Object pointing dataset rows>
****************
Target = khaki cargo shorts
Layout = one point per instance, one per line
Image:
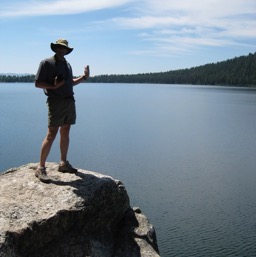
(61, 111)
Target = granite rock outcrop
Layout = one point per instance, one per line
(86, 214)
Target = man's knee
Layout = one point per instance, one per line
(52, 132)
(64, 130)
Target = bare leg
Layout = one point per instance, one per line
(47, 144)
(64, 142)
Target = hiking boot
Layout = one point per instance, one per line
(41, 175)
(67, 168)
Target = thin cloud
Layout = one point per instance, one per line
(61, 7)
(174, 25)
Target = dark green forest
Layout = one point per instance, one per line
(239, 71)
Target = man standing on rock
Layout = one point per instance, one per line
(55, 76)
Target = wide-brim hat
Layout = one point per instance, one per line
(61, 42)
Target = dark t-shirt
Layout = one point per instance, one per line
(52, 67)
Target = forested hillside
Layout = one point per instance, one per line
(239, 71)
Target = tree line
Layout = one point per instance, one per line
(239, 71)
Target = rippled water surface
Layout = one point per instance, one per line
(185, 154)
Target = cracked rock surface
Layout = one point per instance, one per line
(86, 214)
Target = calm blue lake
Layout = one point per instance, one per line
(186, 155)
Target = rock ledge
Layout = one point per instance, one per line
(86, 214)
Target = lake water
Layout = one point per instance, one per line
(185, 154)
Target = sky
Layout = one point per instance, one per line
(126, 36)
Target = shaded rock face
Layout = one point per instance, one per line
(86, 214)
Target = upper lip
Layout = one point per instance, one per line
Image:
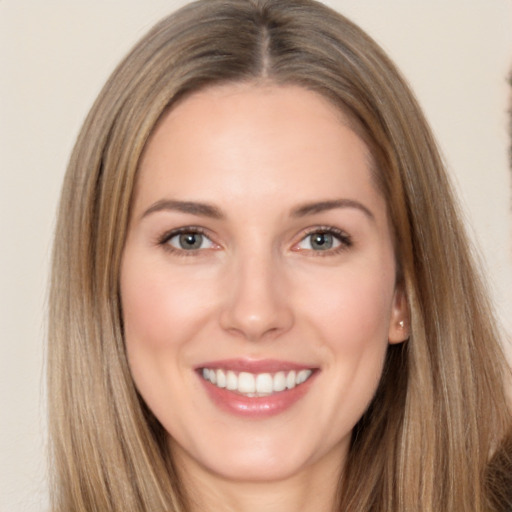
(255, 365)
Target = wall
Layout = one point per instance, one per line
(54, 57)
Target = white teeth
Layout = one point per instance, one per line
(246, 383)
(291, 380)
(279, 383)
(261, 384)
(231, 381)
(221, 379)
(302, 376)
(264, 383)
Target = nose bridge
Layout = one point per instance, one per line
(257, 305)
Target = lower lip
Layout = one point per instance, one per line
(256, 407)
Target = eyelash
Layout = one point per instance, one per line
(342, 237)
(189, 230)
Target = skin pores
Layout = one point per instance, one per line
(258, 245)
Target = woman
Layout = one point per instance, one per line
(262, 296)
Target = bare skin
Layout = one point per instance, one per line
(258, 240)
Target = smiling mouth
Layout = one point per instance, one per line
(255, 384)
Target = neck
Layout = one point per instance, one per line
(313, 489)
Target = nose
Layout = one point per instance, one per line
(257, 305)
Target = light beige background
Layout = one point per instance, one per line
(54, 57)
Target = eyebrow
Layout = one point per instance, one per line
(322, 206)
(191, 207)
(209, 210)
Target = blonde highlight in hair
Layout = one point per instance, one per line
(440, 411)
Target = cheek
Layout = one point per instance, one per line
(159, 307)
(354, 311)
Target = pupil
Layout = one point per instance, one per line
(321, 241)
(191, 241)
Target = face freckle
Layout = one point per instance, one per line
(258, 282)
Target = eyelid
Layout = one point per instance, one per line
(163, 240)
(344, 239)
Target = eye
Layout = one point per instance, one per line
(323, 240)
(188, 239)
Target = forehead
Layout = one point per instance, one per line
(284, 142)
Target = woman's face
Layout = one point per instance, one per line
(258, 282)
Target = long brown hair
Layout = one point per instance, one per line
(440, 411)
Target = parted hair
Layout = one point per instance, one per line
(435, 435)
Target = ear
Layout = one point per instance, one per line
(400, 321)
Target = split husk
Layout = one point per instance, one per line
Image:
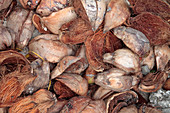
(116, 80)
(39, 102)
(15, 76)
(117, 13)
(41, 69)
(20, 22)
(75, 82)
(123, 59)
(54, 21)
(119, 100)
(133, 39)
(153, 81)
(43, 43)
(84, 105)
(46, 7)
(154, 27)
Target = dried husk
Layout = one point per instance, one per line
(90, 7)
(119, 100)
(62, 90)
(20, 22)
(94, 51)
(29, 4)
(55, 20)
(4, 4)
(166, 86)
(76, 32)
(116, 80)
(123, 59)
(157, 7)
(57, 106)
(3, 110)
(36, 19)
(81, 64)
(133, 39)
(96, 46)
(117, 13)
(5, 12)
(153, 81)
(46, 7)
(64, 63)
(41, 69)
(71, 64)
(84, 105)
(90, 74)
(162, 54)
(149, 60)
(101, 10)
(129, 109)
(5, 38)
(148, 109)
(15, 76)
(102, 93)
(80, 11)
(75, 82)
(43, 43)
(39, 102)
(155, 29)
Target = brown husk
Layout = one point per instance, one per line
(119, 100)
(43, 43)
(75, 82)
(153, 81)
(15, 76)
(39, 102)
(156, 30)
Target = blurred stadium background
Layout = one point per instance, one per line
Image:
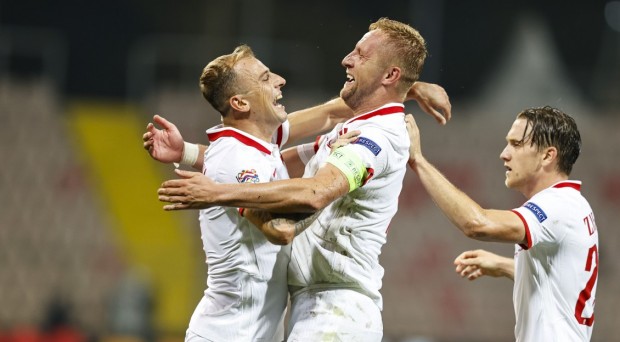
(87, 254)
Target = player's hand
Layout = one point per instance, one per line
(192, 191)
(345, 139)
(164, 145)
(432, 99)
(474, 264)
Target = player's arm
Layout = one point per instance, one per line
(313, 121)
(344, 171)
(475, 264)
(474, 221)
(166, 145)
(196, 191)
(305, 123)
(432, 99)
(280, 229)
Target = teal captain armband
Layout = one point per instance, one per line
(350, 164)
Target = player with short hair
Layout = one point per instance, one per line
(334, 272)
(555, 266)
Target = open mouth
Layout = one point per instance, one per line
(276, 99)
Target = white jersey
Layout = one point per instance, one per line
(556, 272)
(341, 248)
(247, 291)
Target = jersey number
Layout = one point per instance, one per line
(585, 294)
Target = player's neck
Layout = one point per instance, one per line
(251, 127)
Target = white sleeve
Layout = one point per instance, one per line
(281, 136)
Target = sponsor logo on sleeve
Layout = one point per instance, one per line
(369, 144)
(540, 214)
(248, 176)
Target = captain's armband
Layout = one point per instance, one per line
(347, 161)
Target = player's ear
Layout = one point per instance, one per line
(392, 75)
(238, 103)
(550, 155)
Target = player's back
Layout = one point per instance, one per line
(555, 279)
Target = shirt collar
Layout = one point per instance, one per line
(390, 108)
(221, 131)
(568, 184)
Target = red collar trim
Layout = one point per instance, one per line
(244, 139)
(569, 184)
(394, 109)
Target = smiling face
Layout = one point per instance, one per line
(523, 161)
(262, 89)
(364, 67)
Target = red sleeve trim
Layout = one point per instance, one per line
(316, 143)
(527, 231)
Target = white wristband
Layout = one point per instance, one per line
(190, 154)
(305, 152)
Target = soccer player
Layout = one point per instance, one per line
(334, 273)
(555, 266)
(239, 258)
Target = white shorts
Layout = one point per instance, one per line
(332, 315)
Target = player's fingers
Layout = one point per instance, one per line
(435, 114)
(170, 184)
(146, 136)
(187, 174)
(148, 145)
(475, 275)
(165, 124)
(176, 206)
(351, 134)
(172, 196)
(464, 256)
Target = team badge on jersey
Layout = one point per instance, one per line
(369, 144)
(248, 176)
(540, 214)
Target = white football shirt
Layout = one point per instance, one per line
(247, 291)
(341, 248)
(556, 272)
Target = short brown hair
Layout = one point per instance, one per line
(552, 127)
(408, 45)
(217, 82)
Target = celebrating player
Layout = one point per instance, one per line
(334, 272)
(555, 267)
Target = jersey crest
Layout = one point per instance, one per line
(538, 212)
(248, 176)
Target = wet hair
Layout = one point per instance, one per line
(408, 48)
(550, 127)
(218, 78)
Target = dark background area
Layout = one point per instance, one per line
(465, 38)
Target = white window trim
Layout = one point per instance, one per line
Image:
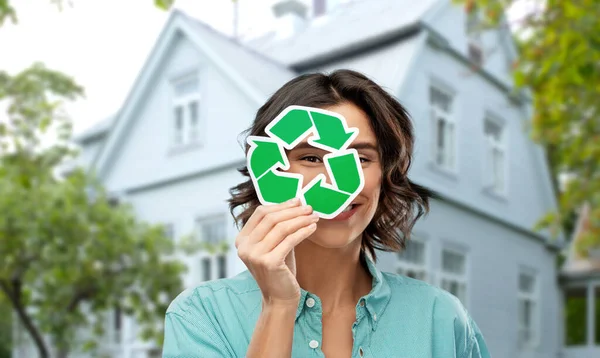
(534, 343)
(463, 279)
(214, 267)
(450, 118)
(184, 102)
(426, 266)
(475, 39)
(488, 180)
****************
Task requirements> Quote each entry above verbatim and drop the pictures.

Response>
Target = khaki cargo shorts
Layout = one point per instance, one per line
Image:
(61, 111)
Target = granite rock outcrop
Layout = one point per instance, one per line
(86, 214)
Target = man's knee
Layout = one point per instance, one per line
(52, 132)
(64, 130)
Target = bare leg
Layout = one point per instance, one per line
(47, 144)
(64, 142)
Target = hiking boot
Layout = one point per instance, one per line
(41, 175)
(67, 168)
Target = thin cloud
Layout = one point per instance, one per line
(61, 7)
(174, 25)
Target = dark green forest
Layout = one point per instance, one per line
(239, 71)
Target = man standing on rock
Layout = one point per instance, one per line
(55, 76)
Target = wide-brim hat
Layout = one point per instance, one per line
(61, 42)
Target = dark t-shirt
Layout = one point per instance, one per line
(52, 67)
Target = forested hillside
Layout = one point per instance, one per line
(239, 71)
Target = tree line
Layout = one point per instance, one per line
(239, 71)
Target = rippled water surface
Layout = one point per instance, one per line
(185, 154)
Target = cracked rock surface
Layout = one point per instance, one per line
(86, 214)
Target = calm blue lake
Layout = one point per instance, one per line
(186, 155)
Target = rock ledge
Layout = one point per instance, one per line
(86, 214)
Target = lake water
Layout = one point per instance, one per line
(185, 154)
Target = sky
Layout = one point per instance, one per line
(126, 36)
Target = shaded rock face
Layout = one point per instance, one per line
(86, 214)
Target = upper lip
Layout = one point per instance, one per line
Image:
(255, 365)
Target = wall
Layout = one point per instance, one per line
(54, 57)
Target = white teeth
Layout = one point per instance, one per line
(246, 383)
(291, 380)
(279, 383)
(261, 384)
(231, 381)
(221, 379)
(302, 376)
(264, 383)
Target = nose bridge
Layout = one point per instance, one per line
(257, 305)
Target = lower lip
Layout = one point per instance, one per line
(256, 407)
Target = eyelash
Layout = one point per instance, one per line
(342, 237)
(189, 230)
Target = skin pores
Layout = one point per instance, one per line
(258, 245)
Target = woman
Layout = one point per instance, one per line
(262, 296)
Target = bare skin
Layout = one point per instance, one per line
(258, 240)
Target = smiling mouth
Layout = one point per instance, one per line
(255, 384)
Target = neck
Layout = one point per instance, one per line
(313, 489)
Target = nose
Layout = one point per instance, one per line
(257, 305)
Target = light beige background
Layout = one point per instance, one per line
(54, 57)
Target = eyebrow
Layout = one point per instance, one per line
(322, 206)
(191, 207)
(209, 210)
Target = blonde highlight in hair
Layout = one point per instance, one per line
(440, 411)
Target = cheek
Layout = one point per instance, one per line
(159, 307)
(354, 311)
Target = pupil
Layout = one point per instance, one per line
(321, 241)
(191, 241)
Target = face freckle
Layout = one point per instance, one per line
(258, 282)
Target = eyelid
Layout = one point per instance, one per line
(163, 240)
(344, 239)
Target = eye
Layout = one point per instance, one per line
(323, 240)
(188, 239)
Target = forehead
Layout = one point per instance, one per line
(284, 142)
Target = woman's face
Layout = one point per instance, one per line
(258, 282)
Target = long brown hair
Layout = one point per instance, one per line
(440, 411)
Target = parted hair
Layout = one point per instance, one per line
(435, 435)
Target = ear
Layout = one point per instance, one per line
(400, 321)
Target = split husk
Layout = one point per instance, one per line
Image:
(116, 80)
(39, 102)
(15, 76)
(117, 13)
(41, 69)
(20, 22)
(75, 82)
(123, 59)
(54, 21)
(119, 100)
(133, 39)
(153, 81)
(43, 43)
(84, 105)
(46, 7)
(154, 27)
Target = dried husk
Layout = one point per instance, one per line
(90, 7)
(119, 100)
(62, 90)
(20, 22)
(94, 51)
(29, 4)
(55, 20)
(4, 4)
(166, 86)
(76, 32)
(116, 80)
(123, 59)
(157, 7)
(57, 106)
(3, 110)
(36, 19)
(81, 64)
(133, 39)
(96, 46)
(117, 13)
(5, 12)
(153, 81)
(46, 7)
(64, 63)
(41, 69)
(71, 64)
(84, 105)
(90, 74)
(162, 54)
(149, 60)
(101, 10)
(129, 109)
(5, 38)
(148, 109)
(15, 76)
(102, 93)
(80, 11)
(75, 82)
(43, 43)
(39, 102)
(155, 29)
Target = brown husk
Layout = one point per instance, one per line
(119, 100)
(43, 43)
(75, 82)
(153, 81)
(15, 76)
(39, 102)
(156, 30)
Target = blurred stadium background
Layout = one point per instance, one per line
Image:
(87, 254)
Target = player's hand
Layout = one point per instance, one per line
(192, 191)
(345, 139)
(164, 145)
(432, 99)
(474, 264)
Target = player's arm
Layout = one point per instance, one per line
(313, 121)
(344, 171)
(475, 264)
(474, 221)
(166, 145)
(196, 191)
(305, 123)
(432, 99)
(280, 229)
Target = teal captain armband
Layout = one point per instance, one per line
(350, 164)
Target = player with short hair
Layout = one point per instance, one per line
(334, 272)
(555, 266)
Target = open mouth
Layout = one point per instance, one per line
(276, 99)
Target = white jersey
Layout = one point per instance, one per line
(556, 272)
(341, 248)
(247, 291)
Target = jersey number
Layout = one point per instance, one per line
(585, 294)
Target = player's neck
Layout = one point per instance, one per line
(251, 127)
Target = white sleeve
Layout = one point per instance, one per line
(281, 136)
Target = sponsor logo on sleeve
Layout = one point per instance, one per line
(369, 144)
(540, 214)
(248, 176)
Target = captain's armband
Layout = one point per instance, one per line
(347, 161)
Target = player's ear
Layout = one point per instance, one per line
(392, 75)
(238, 103)
(550, 155)
Target = player's back
Layout = one point per instance, one per line
(555, 279)
Target = shirt collar
Layout = one point per instance, one per line
(390, 108)
(221, 131)
(568, 184)
Target = red collar trim
Layout = one point per instance, one per line
(244, 139)
(569, 184)
(394, 109)
Target = smiling face
Layout = one point per instance, one per line
(523, 161)
(262, 89)
(364, 67)
Target = red sleeve trim
Layout = one point per instance, one per line
(316, 143)
(527, 231)
Target = white wristband
Layout = one point per instance, one per line
(190, 154)
(305, 152)
Target = soccer player
Layout = one point per instance, one per line
(334, 273)
(555, 266)
(239, 258)
Target = white shorts
Layout = one point per instance, one per line
(332, 315)
Target = player's fingers
Layout = one point per instance, one per line
(435, 114)
(170, 184)
(146, 136)
(187, 174)
(148, 145)
(475, 275)
(165, 124)
(176, 206)
(351, 134)
(172, 196)
(464, 256)
Target = team badge on jersey
Layout = one point per instance, one per line
(369, 144)
(248, 176)
(540, 214)
Target = white football shirt
Layout = one point per instance, one per line
(247, 291)
(341, 248)
(556, 272)
Target = short brown hair
Layout = one point per instance, one per line
(552, 127)
(408, 45)
(217, 82)
Target = celebrating player
Layout = one point per instance, one per line
(334, 272)
(555, 267)
Target = jersey crest
Layout = one point per instance, one per line
(538, 212)
(248, 176)
Target = wet hair
Layout = one point per instance, one per line
(408, 48)
(550, 127)
(218, 78)
Target = dark background area
Layout = one point per instance, one per line
(465, 38)
Target = white window trim
Layout = one point per instance, one per line
Image:
(534, 343)
(463, 279)
(214, 267)
(450, 118)
(184, 102)
(426, 266)
(475, 39)
(488, 180)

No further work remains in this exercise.